◆ **WHAT IS ASKED**:
Print all entries word for word.
□ □ □ □ □ □ □
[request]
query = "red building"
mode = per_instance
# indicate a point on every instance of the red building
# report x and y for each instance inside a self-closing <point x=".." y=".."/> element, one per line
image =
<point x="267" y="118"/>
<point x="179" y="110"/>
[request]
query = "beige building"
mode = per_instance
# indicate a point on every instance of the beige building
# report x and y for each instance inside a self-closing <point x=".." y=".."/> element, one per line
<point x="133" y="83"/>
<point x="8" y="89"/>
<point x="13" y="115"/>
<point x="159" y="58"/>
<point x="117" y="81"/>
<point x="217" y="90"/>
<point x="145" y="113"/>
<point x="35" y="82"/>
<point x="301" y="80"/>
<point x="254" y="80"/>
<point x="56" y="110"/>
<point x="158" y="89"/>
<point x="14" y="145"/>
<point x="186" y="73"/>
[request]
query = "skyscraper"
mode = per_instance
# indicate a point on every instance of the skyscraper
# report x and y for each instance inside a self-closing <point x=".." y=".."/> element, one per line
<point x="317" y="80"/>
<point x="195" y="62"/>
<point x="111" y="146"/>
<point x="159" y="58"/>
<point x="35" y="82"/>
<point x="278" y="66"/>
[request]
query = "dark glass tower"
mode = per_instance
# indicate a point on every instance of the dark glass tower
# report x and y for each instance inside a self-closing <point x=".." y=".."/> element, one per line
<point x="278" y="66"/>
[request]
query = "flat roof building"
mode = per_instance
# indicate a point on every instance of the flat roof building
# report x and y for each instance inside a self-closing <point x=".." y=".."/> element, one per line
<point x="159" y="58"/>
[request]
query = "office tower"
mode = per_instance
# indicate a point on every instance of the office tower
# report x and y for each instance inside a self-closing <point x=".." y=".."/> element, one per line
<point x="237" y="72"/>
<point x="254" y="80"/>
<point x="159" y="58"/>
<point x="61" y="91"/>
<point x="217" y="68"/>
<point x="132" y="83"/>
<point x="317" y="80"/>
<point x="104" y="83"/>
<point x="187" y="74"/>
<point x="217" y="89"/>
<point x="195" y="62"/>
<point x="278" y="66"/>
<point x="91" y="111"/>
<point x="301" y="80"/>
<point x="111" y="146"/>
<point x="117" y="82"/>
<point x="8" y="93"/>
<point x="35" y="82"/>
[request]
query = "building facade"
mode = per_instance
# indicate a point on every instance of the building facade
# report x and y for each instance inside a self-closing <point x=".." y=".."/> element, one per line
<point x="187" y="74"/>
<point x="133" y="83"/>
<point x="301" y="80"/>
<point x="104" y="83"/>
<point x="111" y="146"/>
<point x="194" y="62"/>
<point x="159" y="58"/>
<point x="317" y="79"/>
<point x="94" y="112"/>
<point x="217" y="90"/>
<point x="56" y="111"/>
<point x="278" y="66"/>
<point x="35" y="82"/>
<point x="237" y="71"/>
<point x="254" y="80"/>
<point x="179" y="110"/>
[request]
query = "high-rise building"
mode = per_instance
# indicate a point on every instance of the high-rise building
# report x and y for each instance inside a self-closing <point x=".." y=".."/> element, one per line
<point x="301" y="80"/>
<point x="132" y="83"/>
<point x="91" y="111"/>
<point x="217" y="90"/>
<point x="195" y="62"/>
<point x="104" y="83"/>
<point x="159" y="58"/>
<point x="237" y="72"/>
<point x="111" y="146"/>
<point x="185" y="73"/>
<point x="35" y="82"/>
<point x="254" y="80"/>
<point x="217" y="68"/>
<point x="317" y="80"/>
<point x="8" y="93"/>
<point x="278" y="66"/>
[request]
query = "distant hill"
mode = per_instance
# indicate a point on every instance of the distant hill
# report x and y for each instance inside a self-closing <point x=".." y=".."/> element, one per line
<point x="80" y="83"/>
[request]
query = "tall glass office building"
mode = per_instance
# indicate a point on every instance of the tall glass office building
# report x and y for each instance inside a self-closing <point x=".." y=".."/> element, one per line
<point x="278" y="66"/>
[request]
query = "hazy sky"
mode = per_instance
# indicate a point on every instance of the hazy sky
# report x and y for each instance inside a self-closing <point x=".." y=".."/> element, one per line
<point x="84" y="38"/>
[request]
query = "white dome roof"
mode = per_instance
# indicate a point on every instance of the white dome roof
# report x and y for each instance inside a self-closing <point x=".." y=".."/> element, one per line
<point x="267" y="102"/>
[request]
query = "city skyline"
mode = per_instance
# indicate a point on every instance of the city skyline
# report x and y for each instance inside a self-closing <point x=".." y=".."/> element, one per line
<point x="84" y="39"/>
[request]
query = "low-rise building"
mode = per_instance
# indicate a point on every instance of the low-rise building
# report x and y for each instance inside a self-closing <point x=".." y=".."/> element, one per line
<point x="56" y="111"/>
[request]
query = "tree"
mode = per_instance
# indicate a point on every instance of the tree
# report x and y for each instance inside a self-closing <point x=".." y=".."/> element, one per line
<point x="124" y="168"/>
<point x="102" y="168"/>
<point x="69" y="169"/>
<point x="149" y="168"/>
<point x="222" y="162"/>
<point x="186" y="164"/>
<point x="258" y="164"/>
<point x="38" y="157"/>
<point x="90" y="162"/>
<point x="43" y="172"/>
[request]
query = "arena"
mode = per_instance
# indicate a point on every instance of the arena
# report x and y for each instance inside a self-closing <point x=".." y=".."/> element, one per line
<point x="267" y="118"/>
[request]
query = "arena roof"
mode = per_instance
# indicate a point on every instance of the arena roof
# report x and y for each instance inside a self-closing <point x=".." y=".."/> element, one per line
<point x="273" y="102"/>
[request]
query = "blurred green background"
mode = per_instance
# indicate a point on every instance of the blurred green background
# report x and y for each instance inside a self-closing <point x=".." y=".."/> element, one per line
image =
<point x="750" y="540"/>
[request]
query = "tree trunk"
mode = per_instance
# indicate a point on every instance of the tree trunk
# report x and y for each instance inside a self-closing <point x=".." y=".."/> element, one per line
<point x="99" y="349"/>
□ □ □ □ □ □ □
◆ **EXERCISE SOLUTION**:
[request]
query = "red building"
mode = per_instance
# indicate a point on every instance of the red building
# report x and y for each instance inside a self-closing <point x=".." y=".."/> element, one per line
image =
<point x="267" y="118"/>
<point x="179" y="110"/>
[request]
query = "beige building"
mode = per_instance
# indicate a point on every instance of the beige building
# report x and y for each instance inside a self-closing <point x=".." y=".."/> element, one per line
<point x="133" y="83"/>
<point x="8" y="89"/>
<point x="13" y="115"/>
<point x="159" y="58"/>
<point x="117" y="81"/>
<point x="217" y="90"/>
<point x="145" y="113"/>
<point x="35" y="82"/>
<point x="301" y="80"/>
<point x="254" y="80"/>
<point x="56" y="110"/>
<point x="158" y="89"/>
<point x="14" y="145"/>
<point x="186" y="73"/>
[request]
query = "skyscraper"
mode = per_instance
# indicate a point on every instance of the skyscraper
# report x and y for each instance inside a self-closing <point x=".." y=".."/> element, one per line
<point x="317" y="80"/>
<point x="195" y="62"/>
<point x="111" y="146"/>
<point x="159" y="58"/>
<point x="35" y="82"/>
<point x="278" y="66"/>
[request]
query = "dark glass tower"
mode = per_instance
# indicate a point on every instance of the dark glass tower
# report x and y for each instance inside a self-closing <point x=".." y=".."/> element, one per line
<point x="278" y="66"/>
[request]
query = "flat roof building"
mode = per_instance
# indicate a point on every instance of the flat roof building
# report x and y for each instance inside a self-closing <point x=".." y=".."/> element, one per line
<point x="159" y="58"/>
[request]
query = "office tower"
mode = per_instance
# indicate a point on every instance of the office tower
# report x and y for each instance inside a self-closing <point x=".." y=".."/> element, one per line
<point x="237" y="72"/>
<point x="254" y="80"/>
<point x="159" y="58"/>
<point x="61" y="91"/>
<point x="217" y="68"/>
<point x="132" y="83"/>
<point x="317" y="80"/>
<point x="104" y="83"/>
<point x="187" y="74"/>
<point x="217" y="89"/>
<point x="195" y="62"/>
<point x="278" y="66"/>
<point x="91" y="111"/>
<point x="301" y="80"/>
<point x="111" y="146"/>
<point x="117" y="82"/>
<point x="8" y="93"/>
<point x="35" y="82"/>
[request]
query = "building facade"
mode = per_instance
# indicate a point on every instance of the building facade
# report x and y for each instance inside a self-closing <point x=".." y=".."/> element, one per line
<point x="187" y="74"/>
<point x="133" y="83"/>
<point x="301" y="80"/>
<point x="104" y="83"/>
<point x="111" y="146"/>
<point x="194" y="62"/>
<point x="159" y="58"/>
<point x="317" y="79"/>
<point x="94" y="112"/>
<point x="217" y="90"/>
<point x="56" y="111"/>
<point x="278" y="66"/>
<point x="35" y="82"/>
<point x="237" y="71"/>
<point x="254" y="80"/>
<point x="179" y="110"/>
[request]
query = "high-rise building"
mode = per_instance
# indicate a point on every instance of the high-rise building
# report x and y for each instance inside a self-closing <point x=".." y=".."/> element, one per line
<point x="301" y="80"/>
<point x="132" y="83"/>
<point x="91" y="111"/>
<point x="217" y="90"/>
<point x="195" y="62"/>
<point x="104" y="83"/>
<point x="159" y="58"/>
<point x="237" y="72"/>
<point x="111" y="146"/>
<point x="185" y="73"/>
<point x="35" y="82"/>
<point x="254" y="80"/>
<point x="217" y="68"/>
<point x="317" y="80"/>
<point x="8" y="93"/>
<point x="278" y="66"/>
[request]
query = "distant hill"
mode = per_instance
# indicate a point on every instance of the distant hill
# report x and y for each instance inside a self-closing <point x=".." y=".."/> element, one per line
<point x="80" y="83"/>
[request]
query = "tall glass office building"
mode = per_instance
# indicate a point on every instance of the tall glass office building
# report x and y for each instance inside a self-closing <point x=".." y=".."/> element, one per line
<point x="278" y="66"/>
[request]
query = "hazy sky"
mode = per_instance
# indicate a point on every instance of the hazy sky
# report x and y for each instance inside a self-closing <point x=".." y=".."/> element, one per line
<point x="84" y="38"/>
[request]
query = "white dome roof"
mode = per_instance
# indicate a point on every instance of the white dome roof
# report x and y for each instance inside a self-closing <point x=".." y=".."/> element, one per line
<point x="267" y="102"/>
[request]
query = "city skyline"
mode = per_instance
# indicate a point on every instance of the city skyline
# report x and y for each instance inside a self-closing <point x=".." y=".."/> element, one per line
<point x="84" y="39"/>
[request]
query = "low-rise building"
mode = per_instance
# indicate a point on every instance of the low-rise building
# report x and y for each instance inside a self-closing <point x=".." y=".."/> element, one per line
<point x="56" y="111"/>
[request]
query = "tree"
mode = per_instance
# indicate a point on every instance of the tree
# report x and y for each instance inside a self-closing <point x=".." y=".."/> element, one per line
<point x="124" y="168"/>
<point x="102" y="168"/>
<point x="69" y="169"/>
<point x="149" y="168"/>
<point x="222" y="162"/>
<point x="186" y="164"/>
<point x="258" y="164"/>
<point x="38" y="157"/>
<point x="90" y="162"/>
<point x="43" y="172"/>
[request]
query = "arena"
mode = per_instance
# indicate a point on every instance of the arena
# report x and y for each instance inside a self-closing <point x=".." y=".."/> element, one per line
<point x="267" y="118"/>
[request]
query = "arena roof"
mode = per_instance
# indicate a point on every instance of the arena roof
# report x and y for each instance inside a self-closing <point x=".." y=".."/> element, one per line
<point x="273" y="102"/>
[request]
query = "blurred green background"
mode = per_instance
# indicate a point on every instance of the blurred green background
# report x and y for each instance inside a self-closing <point x=".." y=".."/> element, one per line
image =
<point x="750" y="540"/>
[request]
query = "tree trunk"
mode = per_instance
# indicate a point on every instance of the tree trunk
# report x and y for each instance inside a self-closing <point x=".." y=".."/> element, one per line
<point x="99" y="349"/>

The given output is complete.